Exercise objective: Output exactly the lines from the one holding "the low-lying cloud." through the final line of the entries.

Records supplied START

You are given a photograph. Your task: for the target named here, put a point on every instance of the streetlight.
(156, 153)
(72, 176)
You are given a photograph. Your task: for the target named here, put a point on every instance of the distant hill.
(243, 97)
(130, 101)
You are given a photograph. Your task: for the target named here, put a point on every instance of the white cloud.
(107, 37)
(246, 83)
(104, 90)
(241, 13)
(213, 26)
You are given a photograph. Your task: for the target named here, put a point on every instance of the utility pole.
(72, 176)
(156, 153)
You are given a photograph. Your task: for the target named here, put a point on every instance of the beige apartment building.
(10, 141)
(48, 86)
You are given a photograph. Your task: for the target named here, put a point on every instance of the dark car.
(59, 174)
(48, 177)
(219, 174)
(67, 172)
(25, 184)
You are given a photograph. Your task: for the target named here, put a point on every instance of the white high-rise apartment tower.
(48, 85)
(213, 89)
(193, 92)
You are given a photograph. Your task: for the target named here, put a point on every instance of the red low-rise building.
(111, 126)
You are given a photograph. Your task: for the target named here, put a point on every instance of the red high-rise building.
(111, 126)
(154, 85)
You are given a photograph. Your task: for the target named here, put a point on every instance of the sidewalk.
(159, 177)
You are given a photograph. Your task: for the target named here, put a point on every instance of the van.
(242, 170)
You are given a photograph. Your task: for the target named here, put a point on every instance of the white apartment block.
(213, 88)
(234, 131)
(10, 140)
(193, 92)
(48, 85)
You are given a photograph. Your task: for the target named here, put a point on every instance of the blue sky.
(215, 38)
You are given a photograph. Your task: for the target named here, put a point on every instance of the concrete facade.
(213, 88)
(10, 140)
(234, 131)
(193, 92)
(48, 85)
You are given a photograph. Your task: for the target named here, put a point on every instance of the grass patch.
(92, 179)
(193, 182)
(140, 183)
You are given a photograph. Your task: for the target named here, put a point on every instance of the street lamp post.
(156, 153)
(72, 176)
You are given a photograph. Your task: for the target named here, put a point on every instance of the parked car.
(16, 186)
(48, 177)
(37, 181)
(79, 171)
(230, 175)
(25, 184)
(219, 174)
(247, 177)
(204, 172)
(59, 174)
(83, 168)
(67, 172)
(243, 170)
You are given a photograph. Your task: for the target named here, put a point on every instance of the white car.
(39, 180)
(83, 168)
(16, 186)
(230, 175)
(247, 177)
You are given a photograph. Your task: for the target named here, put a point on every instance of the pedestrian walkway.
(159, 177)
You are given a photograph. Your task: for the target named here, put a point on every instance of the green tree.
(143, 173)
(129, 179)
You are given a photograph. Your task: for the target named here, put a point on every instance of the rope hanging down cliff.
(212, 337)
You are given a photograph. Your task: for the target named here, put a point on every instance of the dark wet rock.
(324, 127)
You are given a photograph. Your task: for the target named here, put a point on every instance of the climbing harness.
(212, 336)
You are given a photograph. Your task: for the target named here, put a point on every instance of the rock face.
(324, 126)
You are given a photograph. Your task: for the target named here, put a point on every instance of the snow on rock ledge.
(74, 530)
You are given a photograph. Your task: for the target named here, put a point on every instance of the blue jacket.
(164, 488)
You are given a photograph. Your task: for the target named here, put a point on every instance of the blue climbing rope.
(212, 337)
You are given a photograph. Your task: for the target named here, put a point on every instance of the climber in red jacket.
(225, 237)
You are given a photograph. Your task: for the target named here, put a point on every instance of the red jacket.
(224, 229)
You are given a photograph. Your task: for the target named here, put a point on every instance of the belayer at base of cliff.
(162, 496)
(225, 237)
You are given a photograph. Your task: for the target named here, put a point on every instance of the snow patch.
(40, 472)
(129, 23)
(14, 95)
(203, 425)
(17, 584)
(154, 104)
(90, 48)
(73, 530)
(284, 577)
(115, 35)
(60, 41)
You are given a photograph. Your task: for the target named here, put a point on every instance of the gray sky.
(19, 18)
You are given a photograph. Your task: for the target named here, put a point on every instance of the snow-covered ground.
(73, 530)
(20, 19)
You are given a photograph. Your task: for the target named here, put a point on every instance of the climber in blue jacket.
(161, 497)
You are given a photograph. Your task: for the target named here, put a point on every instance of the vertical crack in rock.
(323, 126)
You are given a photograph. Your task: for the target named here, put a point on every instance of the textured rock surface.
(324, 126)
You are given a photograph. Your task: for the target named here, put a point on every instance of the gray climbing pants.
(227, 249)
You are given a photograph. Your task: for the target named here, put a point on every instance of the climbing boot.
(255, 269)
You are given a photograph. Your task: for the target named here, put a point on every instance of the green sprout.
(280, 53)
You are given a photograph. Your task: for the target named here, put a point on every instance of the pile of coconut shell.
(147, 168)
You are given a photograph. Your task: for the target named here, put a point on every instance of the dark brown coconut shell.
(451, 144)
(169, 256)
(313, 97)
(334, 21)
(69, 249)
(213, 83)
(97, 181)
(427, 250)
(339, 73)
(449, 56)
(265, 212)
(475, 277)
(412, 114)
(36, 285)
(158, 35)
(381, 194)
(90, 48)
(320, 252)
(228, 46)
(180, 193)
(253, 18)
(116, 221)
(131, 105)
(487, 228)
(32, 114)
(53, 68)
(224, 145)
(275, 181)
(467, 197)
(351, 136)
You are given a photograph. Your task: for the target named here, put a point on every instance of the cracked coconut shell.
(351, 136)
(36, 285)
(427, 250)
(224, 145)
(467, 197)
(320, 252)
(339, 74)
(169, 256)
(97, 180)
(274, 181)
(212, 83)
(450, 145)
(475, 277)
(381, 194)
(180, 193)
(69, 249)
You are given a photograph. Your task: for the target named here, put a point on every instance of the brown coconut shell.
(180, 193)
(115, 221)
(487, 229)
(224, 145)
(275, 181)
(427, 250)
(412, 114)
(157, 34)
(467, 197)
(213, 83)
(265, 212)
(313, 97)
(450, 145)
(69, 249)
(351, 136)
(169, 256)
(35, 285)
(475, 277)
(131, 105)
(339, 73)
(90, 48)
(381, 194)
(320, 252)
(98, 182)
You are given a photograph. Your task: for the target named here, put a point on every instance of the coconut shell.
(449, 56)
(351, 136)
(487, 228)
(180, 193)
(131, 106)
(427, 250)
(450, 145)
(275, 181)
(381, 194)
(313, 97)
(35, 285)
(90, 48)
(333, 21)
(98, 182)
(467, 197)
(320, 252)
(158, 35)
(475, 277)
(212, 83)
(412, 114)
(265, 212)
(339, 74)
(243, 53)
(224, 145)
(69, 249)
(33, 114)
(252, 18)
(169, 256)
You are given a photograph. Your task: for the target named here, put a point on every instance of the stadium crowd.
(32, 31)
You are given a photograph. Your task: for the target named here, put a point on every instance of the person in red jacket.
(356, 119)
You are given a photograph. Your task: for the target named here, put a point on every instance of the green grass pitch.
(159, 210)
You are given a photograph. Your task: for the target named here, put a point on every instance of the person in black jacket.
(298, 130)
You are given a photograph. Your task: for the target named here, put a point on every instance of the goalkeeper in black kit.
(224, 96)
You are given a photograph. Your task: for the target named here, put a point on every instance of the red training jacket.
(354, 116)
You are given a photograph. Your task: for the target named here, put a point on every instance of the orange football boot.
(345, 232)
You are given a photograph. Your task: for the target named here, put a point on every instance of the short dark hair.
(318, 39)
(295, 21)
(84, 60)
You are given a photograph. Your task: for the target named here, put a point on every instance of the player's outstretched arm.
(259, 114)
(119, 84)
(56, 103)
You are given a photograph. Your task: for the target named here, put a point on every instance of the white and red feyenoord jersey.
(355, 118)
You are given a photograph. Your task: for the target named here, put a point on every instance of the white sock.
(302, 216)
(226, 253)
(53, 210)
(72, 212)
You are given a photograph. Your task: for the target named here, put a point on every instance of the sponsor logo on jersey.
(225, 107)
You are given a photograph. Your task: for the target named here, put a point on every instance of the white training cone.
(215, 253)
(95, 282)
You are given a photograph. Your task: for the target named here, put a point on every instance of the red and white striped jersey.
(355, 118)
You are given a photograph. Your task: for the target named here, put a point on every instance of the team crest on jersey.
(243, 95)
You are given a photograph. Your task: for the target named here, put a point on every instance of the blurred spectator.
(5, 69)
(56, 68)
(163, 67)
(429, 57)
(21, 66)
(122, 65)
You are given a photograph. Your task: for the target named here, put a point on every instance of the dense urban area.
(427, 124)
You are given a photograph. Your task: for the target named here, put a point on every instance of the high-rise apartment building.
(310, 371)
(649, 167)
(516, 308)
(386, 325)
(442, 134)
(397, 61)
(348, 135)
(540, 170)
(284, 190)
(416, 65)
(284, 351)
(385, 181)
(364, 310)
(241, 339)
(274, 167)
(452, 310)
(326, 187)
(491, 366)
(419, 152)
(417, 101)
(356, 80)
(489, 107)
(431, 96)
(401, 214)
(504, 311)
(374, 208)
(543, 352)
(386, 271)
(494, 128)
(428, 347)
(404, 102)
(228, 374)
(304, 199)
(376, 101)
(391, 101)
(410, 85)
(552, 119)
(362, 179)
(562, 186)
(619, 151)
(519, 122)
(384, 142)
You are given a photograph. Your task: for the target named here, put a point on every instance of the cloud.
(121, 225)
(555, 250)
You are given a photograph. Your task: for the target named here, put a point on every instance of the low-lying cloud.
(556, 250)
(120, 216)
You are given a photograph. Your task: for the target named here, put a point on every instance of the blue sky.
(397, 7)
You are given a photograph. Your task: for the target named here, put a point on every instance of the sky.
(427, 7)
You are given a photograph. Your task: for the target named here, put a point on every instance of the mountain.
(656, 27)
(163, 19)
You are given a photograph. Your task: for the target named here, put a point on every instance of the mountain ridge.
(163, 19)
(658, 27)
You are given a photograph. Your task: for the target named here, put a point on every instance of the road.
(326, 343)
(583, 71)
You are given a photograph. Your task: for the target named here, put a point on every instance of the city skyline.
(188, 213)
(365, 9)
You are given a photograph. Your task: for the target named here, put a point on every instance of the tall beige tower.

Records supplied END

Written reply:
You are given a photograph. Your task: for the target named here, put a point on every instance of the low-lying cloud.
(556, 250)
(120, 216)
You are given a photograph. Your task: for the target named here, put a point on every instance of the blue sky.
(397, 7)
You are given a photograph. Your task: for the target named here, put a point on every instance of the sky.
(427, 7)
You are given a photograph. Your task: for the target named here, put a point on every instance of the mountain.
(656, 27)
(163, 19)
You are given a photograph. Your task: for the target named here, put a point on every instance of the mountain ridge.
(163, 19)
(658, 27)
You are given a photograph. Your task: for the target named here, put a point on every instance of the road.
(326, 343)
(583, 71)
You are given a photograph. Your task: for the target named here, put a point on every instance of the city skyline.
(188, 213)
(365, 9)
You are given a photograph. Your task: for the target named here, put a point on every instance of the tall beige tower.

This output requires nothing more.